- Directive A
From the game write-up, reproduce the passage between "It's not a deep" and "better next year.", inclusive.
- Directive B
According to the game write-up, how long did the writer last playing the Saturday Market character before burning out?
- Directive C
List every item the game write-up says the writer wore or carried for the Saturday Market character.

Maybe I should organize an Absurd Iron GM. A... Phlebotinum GM, perhaps. Where the teams sign on knowing the ingredients will be ridiculous, and they must make the best (humorous or otherwise) game possible out of them. That might be fun...
breakinglight11: (CT photoshoot 1)
The last thing I played at Festival this year was Saturday Market, which despite the title was a light Sunday morning game written by [livejournal.com profile] natbudin. I was impressed by the fact that he wrote it by himself as an unofficial entry into the most recent Iron GM competition. It's a horde game about customers coming to a California farmer's market. I'll play anything Nat writes, so even though horde games tend to not be my thing, I wanted to give it a try.

Apparently I was the only person who signed up who was willing to be a character who spends the entire game high, so I did. At first I'd planned on going lower-key with it. I pulled up the hood on a ratty hoodie, wore a pair of sunglasses, and carried in a bottle of eye drops and a bag of salty snacks. But as I probably should have been able to predict, "subtle" pretty much went out the window as soon as I started talking. I actually think I gave a pretty good performance. I kept up a virtually constant barrage of stream-of-consciousness "meep and deaningful" musings on a number of topics that mostly managed to avoid cliches. I mused on life, the universe, and everything in sufficiently vague and ultimately meaningless terms, and I did not use, in any form, the term "expand your consciousness." But as I should have guessed, eventually I found myself staring into the void of existential angst and started raving, and when I yell for extended periods, it starts to give me a headache. That, combined with the need to constantly improvise more things to say, meant I burnt out hard after only an hour. I had to go lay down after that. Ah, well. It was fun while I lasted. People laughed, which was my goal. I am a performer, after all.

It's not a deep game, but I enjoyed it. Could use a little tweaking to give it a touch more substance, but I love an opportunity to just go off on the acting like that, and it definitely delivered. And that was my Festival! A varied, interesting one indeed. I hope everybody had as much fun as I did, and that we do even better next year.
breakinglight11: (CT photoshoot 1)
Saturday night I played in Spring River, the newest from Alleged Entertainment, written by [livejournal.com profile] natbudin, [livejournal.com profile] emp42ress, [livejournal.com profile] simplewordsmith, and [livejournal.com profile] v_cat. I always try to play their stuff, at least when I'm not on the writing team myself, as they do some excellent innovative stuff with the form of larp. I was actually invited to be on the team for this one, which I regretfully had to decline due to other commitments, but the upside was I got to play in it.

The premise of the game is that every player is one personality trait within a complete character, so four of you make up one complete person who must battle it out to figure out what decisions your shared person will make. While not on rails, there are few secrets in the game, and you are actively encouraged to temporarily drop out of character to plan what the most dramatic trajectory for your person. By the end your character will have lived a mostly complete life as determined by how the various personality traits determine their choices.

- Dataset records
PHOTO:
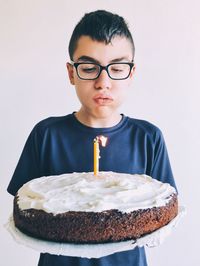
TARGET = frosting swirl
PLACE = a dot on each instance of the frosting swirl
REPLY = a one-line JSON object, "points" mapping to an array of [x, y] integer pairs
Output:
{"points": [[86, 192]]}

- Task answer A
It's not a deep game, but I enjoyed it. Could use a little tweaking to give it a touch more substance, but I love an opportunity to just go off on the acting like that, and it definitely delivered. And that was my Festival! A varied, interesting one indeed. I hope everybody had as much fun as I did, and that we do even better next year.

- Task answer B
Only an hour.

- Task answer C
- a ratty hoodie
- a pair of sunglasses
- a bottle of eye drops
- a bag of salty snacks